▶ [WORK TO DO] Output the material below unchanged, apart from leaving out the pictures.

══ EXERCISE INPUTS ══

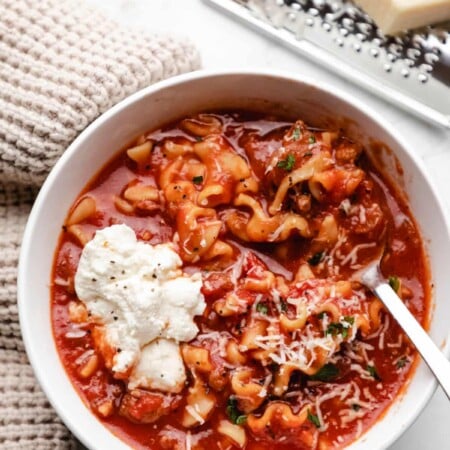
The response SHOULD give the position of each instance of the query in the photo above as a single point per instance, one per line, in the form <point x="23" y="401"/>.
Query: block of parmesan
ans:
<point x="393" y="16"/>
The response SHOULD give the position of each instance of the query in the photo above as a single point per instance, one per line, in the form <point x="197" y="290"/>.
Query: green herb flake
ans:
<point x="394" y="282"/>
<point x="233" y="412"/>
<point x="197" y="180"/>
<point x="316" y="259"/>
<point x="373" y="372"/>
<point x="341" y="328"/>
<point x="402" y="362"/>
<point x="326" y="373"/>
<point x="262" y="308"/>
<point x="283" y="306"/>
<point x="288" y="163"/>
<point x="296" y="134"/>
<point x="313" y="419"/>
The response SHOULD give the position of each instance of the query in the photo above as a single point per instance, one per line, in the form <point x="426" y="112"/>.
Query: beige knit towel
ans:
<point x="61" y="65"/>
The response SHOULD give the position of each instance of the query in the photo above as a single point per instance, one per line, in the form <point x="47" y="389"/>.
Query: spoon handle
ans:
<point x="431" y="354"/>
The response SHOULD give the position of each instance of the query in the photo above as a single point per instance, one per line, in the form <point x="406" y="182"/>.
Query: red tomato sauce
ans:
<point x="255" y="138"/>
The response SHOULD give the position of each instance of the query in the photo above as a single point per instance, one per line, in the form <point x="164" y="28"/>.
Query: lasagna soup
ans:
<point x="203" y="292"/>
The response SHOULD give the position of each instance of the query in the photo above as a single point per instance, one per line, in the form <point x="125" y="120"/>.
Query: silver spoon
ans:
<point x="372" y="277"/>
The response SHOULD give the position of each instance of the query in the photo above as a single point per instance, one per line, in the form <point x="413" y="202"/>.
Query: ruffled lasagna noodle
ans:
<point x="275" y="218"/>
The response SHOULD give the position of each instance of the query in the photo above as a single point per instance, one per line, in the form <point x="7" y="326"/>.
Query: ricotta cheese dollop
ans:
<point x="145" y="303"/>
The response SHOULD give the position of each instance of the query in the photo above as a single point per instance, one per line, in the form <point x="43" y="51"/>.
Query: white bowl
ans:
<point x="159" y="104"/>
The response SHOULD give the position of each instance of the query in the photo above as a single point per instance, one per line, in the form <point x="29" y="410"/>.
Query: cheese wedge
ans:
<point x="393" y="16"/>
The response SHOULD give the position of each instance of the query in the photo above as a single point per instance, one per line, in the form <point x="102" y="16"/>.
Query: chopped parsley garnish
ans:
<point x="262" y="308"/>
<point x="373" y="372"/>
<point x="341" y="328"/>
<point x="313" y="419"/>
<point x="402" y="362"/>
<point x="326" y="373"/>
<point x="315" y="259"/>
<point x="296" y="134"/>
<point x="233" y="412"/>
<point x="288" y="163"/>
<point x="394" y="282"/>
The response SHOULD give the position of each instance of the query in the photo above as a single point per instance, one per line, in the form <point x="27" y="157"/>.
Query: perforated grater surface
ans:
<point x="411" y="70"/>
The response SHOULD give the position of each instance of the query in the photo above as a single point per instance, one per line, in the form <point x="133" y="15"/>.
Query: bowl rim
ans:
<point x="282" y="75"/>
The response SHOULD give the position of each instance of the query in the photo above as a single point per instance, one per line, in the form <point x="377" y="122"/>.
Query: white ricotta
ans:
<point x="139" y="293"/>
<point x="160" y="367"/>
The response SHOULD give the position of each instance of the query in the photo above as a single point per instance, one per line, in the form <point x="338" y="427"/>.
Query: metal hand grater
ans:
<point x="411" y="70"/>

═══

▶ [SOLUTION]
The response SHOULD give the position of each instance of the query in the photo above as a single point per instance, one per line, in the form <point x="23" y="401"/>.
Query: block of parmesan
ans:
<point x="393" y="16"/>
The response SHOULD give the position of each instance of the query in the photo above as a single point per instance, one per line, in the form <point x="197" y="290"/>.
Query: green herb flake
ans:
<point x="394" y="282"/>
<point x="233" y="412"/>
<point x="197" y="180"/>
<point x="316" y="259"/>
<point x="373" y="372"/>
<point x="341" y="328"/>
<point x="402" y="362"/>
<point x="326" y="373"/>
<point x="262" y="308"/>
<point x="283" y="306"/>
<point x="288" y="163"/>
<point x="296" y="134"/>
<point x="313" y="419"/>
The response SHOULD give the position of each instance of the query in the photo above as a single point per instance, one per line, in the form <point x="426" y="112"/>.
Query: beige knit towel
ans:
<point x="61" y="65"/>
The response SHOULD give the position of each instance of the query in the photo above as a single point per instance, one per line, in the form <point x="47" y="389"/>.
Query: spoon handle
ans:
<point x="431" y="354"/>
The response SHOULD give the position of each instance of the query in the photo above as a single point per instance, one per line, in the form <point x="406" y="182"/>.
Query: red tomato sauce
ans:
<point x="255" y="138"/>
The response SHOULD give the position of each instance of the query in the photo above as a single point per instance, one per line, in the form <point x="164" y="28"/>.
Query: lasagna soup
ans:
<point x="203" y="292"/>
The response SHOULD give the position of each instance of the query in the photo above as a single point per instance, one per line, in the form <point x="125" y="120"/>.
Query: silver spoon
ans:
<point x="372" y="277"/>
The response SHOULD give the position of each instance of the query in the photo above as a single point per instance, one per line, in the form <point x="413" y="202"/>.
Query: ruffled lasagna noodle
ans:
<point x="275" y="218"/>
The response SHOULD give the position of each instance of the query in the photo above as a single point per instance, one per line, in the form <point x="7" y="326"/>.
Query: ricotta cheese dollop
ans:
<point x="145" y="303"/>
The response SHOULD give the position of each instance of the query in the photo above as a single point per instance, one per line, in the form <point x="43" y="51"/>.
Query: white bowl
ans:
<point x="159" y="104"/>
The response SHOULD give the position of each instance of the query in the photo above as a single point per instance, one per line, in the form <point x="29" y="410"/>.
Query: cheese wedge
ans:
<point x="393" y="16"/>
The response SHOULD give the position of each instance of the query in the photo above as a single point per instance, one per line, in the form <point x="102" y="16"/>.
Query: chopped parsley garnish
ans:
<point x="262" y="308"/>
<point x="373" y="372"/>
<point x="341" y="328"/>
<point x="313" y="419"/>
<point x="402" y="362"/>
<point x="326" y="373"/>
<point x="315" y="259"/>
<point x="296" y="134"/>
<point x="233" y="412"/>
<point x="288" y="163"/>
<point x="394" y="282"/>
The response SHOULD give the position of each instance of the query in the photo above as a single point per instance, one per line, in the form <point x="27" y="157"/>.
Query: perforated grater surface
ans:
<point x="411" y="70"/>
The response SHOULD give the position of each instance of the query in the photo above as a single point per instance, one per line, in the form <point x="133" y="15"/>.
Query: bowl rim
ans:
<point x="282" y="75"/>
The response SHOULD give the position of each instance of the query in the photo above as a single point per instance, one per line, in the form <point x="377" y="122"/>.
Query: white ricotta
ans:
<point x="139" y="293"/>
<point x="160" y="367"/>
The response SHOULD give the position of each instance of the query in the photo above as a single point per instance, one per line, in the form <point x="338" y="427"/>.
Query: metal hand grater
ans:
<point x="411" y="70"/>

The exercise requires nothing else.